▶ _Material for this exercise_

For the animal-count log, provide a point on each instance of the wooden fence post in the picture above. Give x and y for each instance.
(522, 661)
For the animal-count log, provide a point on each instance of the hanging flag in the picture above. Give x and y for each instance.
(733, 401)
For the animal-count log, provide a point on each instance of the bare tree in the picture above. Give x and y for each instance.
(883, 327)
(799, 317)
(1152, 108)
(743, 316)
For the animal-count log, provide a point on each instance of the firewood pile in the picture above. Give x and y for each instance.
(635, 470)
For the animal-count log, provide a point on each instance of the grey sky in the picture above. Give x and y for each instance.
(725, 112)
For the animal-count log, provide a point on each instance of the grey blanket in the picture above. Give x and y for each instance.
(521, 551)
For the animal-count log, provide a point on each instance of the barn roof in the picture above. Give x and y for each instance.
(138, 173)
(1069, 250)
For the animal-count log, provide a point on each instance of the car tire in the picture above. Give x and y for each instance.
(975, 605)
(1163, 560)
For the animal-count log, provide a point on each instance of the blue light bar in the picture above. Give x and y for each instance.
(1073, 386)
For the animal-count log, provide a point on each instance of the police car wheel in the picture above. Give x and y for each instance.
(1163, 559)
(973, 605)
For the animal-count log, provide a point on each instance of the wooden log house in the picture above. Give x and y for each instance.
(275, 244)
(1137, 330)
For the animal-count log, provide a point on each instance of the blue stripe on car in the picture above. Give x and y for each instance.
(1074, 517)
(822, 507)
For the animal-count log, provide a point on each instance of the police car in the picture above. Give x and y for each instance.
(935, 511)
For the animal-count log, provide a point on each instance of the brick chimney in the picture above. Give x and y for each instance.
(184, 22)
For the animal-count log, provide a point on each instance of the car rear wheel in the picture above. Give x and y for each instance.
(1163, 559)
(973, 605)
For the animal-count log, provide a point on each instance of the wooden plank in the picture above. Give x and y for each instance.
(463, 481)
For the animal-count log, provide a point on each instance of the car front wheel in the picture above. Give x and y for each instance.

▶ _Task details_
Return an exact copy of the listing above, complete in every line.

▶ _Task response_
For the animal-count log, provide a point on each instance of the wooden fence post in the picture above. Give x and y for each instance.
(522, 661)
For the animal-count log, provide a point on each instance of the hanging flag in the picture above. Give x and y for each instance.
(733, 401)
For the animal-count log, provide a point on each instance of the bare tree in the picture above. Give x and y for each instance.
(883, 327)
(799, 317)
(1152, 108)
(743, 316)
For the animal-count log, provide a point on each instance of the firewood pile in the picture above. Give x and y for each instance.
(635, 470)
For the animal-count log, provide a point on each instance of the grey sky in the picture above. Give x and y for each instance.
(725, 112)
For the animal-count log, provide a point on each instance of the grey blanket in the picture above. Give x and y for each instance.
(521, 551)
For the animal-count log, provide a point on each instance of the barn roof in the picture above. Give x and y for each instance.
(138, 173)
(1069, 250)
For the animal-count log, provide a point on each instance of the car tire in the picture above. Give x and y for each instance.
(975, 605)
(1163, 560)
For the animal-count log, provide a point on each instance of the blue light bar in the picture above. Give x and y for each instance.
(1073, 386)
For the animal-count log, provide a point on each instance of the police car wheel in the picture above. Give x and y for each instance.
(1163, 559)
(973, 605)
For the animal-count log, provide a point on each instance of the wooden log house in the picture above. Give x and y for each instance.
(275, 244)
(1137, 330)
For the animal-count log, provide a point on each instance of the blue stripe on car in the picture above. Give x and y for each instance.
(1074, 517)
(822, 507)
For the animal-count log, provide a point on each instance of the police car in the picture above. Give x and y for each instance.
(935, 511)
For the animal-count log, provide a point on each instance of the brick chimney in the picture above. Give x and y for each instance.
(184, 22)
For the animal-count log, provide a point on each instance of the car rear wheel in the picture above. Give x and y for each instance.
(1163, 559)
(973, 605)
For the animal-count log, provide a point on each instance of the wooden plank in the picture above. Give x and y for each instance.
(463, 481)
For the animal-count log, provide a point on each instance of the car front wheel in the picture above. Give x and y for each instance.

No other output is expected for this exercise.